Document passage:
------
Business 01
We do not simply tag emotions or classify atmospheres after the fact. We treat non-verbal information as primary input — equivalent to language — designing and generating it as structured datasets with temporal and relational integrity before any recording begins.
The non-verbal elements we address include:
Pauses, hesitations, breath, backchannels, and interruption timing in speech
Emotional transitions — not categories, but changes over time
Gaze, posture, micro-gestures, and gesture-speech synchronization
Spatial distance, ambient sound, reverberation, occlusion, and other environment-derived perceptual conditions
This domain cannot be addressed by post-processing existing data. The ability to generate new data according to requirements is itself the value.
In designing speech and language systems, we have worked with over 200 professional performers — actors, voice actors, announcers, and narrators — each with distinct speech styles, performance techniques, and vocal characteristics. Through this collaboration, we have structured non-verbal elements including pauses, intonation patterns, and emotional transitions.
------
Record set:
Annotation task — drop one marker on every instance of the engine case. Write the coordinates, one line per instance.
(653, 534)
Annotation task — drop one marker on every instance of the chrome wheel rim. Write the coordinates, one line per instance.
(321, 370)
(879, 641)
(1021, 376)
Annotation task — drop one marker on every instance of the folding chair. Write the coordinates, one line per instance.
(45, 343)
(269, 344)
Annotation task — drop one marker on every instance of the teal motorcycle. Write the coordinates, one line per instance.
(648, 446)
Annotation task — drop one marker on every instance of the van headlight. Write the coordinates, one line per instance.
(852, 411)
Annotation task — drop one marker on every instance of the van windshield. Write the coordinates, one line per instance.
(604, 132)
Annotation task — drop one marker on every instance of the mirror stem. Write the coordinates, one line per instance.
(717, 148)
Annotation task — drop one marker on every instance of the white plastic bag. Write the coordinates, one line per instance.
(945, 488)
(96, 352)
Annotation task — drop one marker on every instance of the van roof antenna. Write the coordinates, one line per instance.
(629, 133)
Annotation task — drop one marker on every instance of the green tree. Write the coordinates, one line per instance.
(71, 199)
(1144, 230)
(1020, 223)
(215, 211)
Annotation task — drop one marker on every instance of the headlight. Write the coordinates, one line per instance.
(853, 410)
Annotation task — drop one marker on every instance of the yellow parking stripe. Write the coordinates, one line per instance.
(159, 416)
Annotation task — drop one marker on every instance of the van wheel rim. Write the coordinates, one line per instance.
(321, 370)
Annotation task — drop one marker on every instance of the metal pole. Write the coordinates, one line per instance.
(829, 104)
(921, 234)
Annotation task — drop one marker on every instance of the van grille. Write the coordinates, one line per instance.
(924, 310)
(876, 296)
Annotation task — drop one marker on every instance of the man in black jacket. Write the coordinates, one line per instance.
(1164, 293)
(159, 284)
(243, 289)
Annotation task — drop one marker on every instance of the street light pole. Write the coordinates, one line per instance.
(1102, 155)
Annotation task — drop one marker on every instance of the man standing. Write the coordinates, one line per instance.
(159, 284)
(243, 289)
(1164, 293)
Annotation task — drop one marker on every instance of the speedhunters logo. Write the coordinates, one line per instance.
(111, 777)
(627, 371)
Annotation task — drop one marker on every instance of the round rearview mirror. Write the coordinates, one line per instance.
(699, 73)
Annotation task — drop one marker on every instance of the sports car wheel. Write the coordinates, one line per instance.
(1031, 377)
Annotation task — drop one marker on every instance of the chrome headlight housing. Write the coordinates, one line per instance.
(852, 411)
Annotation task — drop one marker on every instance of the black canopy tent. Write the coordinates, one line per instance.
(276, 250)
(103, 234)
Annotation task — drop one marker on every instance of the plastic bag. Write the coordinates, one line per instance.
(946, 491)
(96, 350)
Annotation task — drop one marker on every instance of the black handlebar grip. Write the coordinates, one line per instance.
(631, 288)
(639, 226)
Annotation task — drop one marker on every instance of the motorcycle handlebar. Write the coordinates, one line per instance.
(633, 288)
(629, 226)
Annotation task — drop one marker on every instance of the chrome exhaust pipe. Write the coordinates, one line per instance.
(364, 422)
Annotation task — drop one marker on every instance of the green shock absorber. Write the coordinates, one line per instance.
------
Problem 1:
Answer these about the non-verbal data passage:
(a) How many professional performers does it say have been worked with?
(b) Emotional transitions are described as changes over time rather than what?
(c) What does it call "itself the value"?
Problem 2:
Please continue the non-verbal data passage from where it stops.

Task result 1:
(a) Over 200.
(b) Categories.
(c) The ability to generate new data according to requirements.

Task result 2:
This is not a claim about data volume. It is part of a design process to verify under which conditions certain expressions cease to function.
1.1 Paralinguistics — Non-Verbal in Speech & Audio
Pause / Silence: Types include thinking, hesitation, emphasis, timing
Hesitation / Disfluency: Restarts, fillers, self-corrections
Breath & Voicing: Inhalation, breath pauses, laughing breath, sighs, voice onset
Prosodic Dynamics: Continuous variation in pitch, intensity, and tempo
Backchannels: Listener responses and their timing
Turn-taking Signals: Cues for turn exchange, interruption, and yielding
The critical point is representing these not as isolated labels, but as changes along a timeline.
1.2 Kinesics — Non-Verbal in Visual & Body Movement
Gaze: Direction, fixation, aversion, tracking
Micro-gestures: Subtle nods, head shakes, finger and shoulder movements
Posture Shifts: Changes in body position, approach/withdrawal
Gesture-Speech Alignment: Synchronization and desynchronization between gesture and speech
For robotics and interaction AI, this is where implementation success or failure is determined.
1.3 Contextual & Spatial Cues — Environment-Derived Non-Verbal
Distance & Orientation: Interpersonal distance, facing direction, occlusion
Ambient Conditions: Environmental noise, reverberation, reflection, crowding
Perception Constraints: Lighting, visibility, field of view limitations, audio masking
These are not background — they are preconditions for perception. Datasets must explicitly define and reproduce these conditions.
Principle
The value of non-verbal data is determined not by the richness of classification taxonomies, but by the format of representation.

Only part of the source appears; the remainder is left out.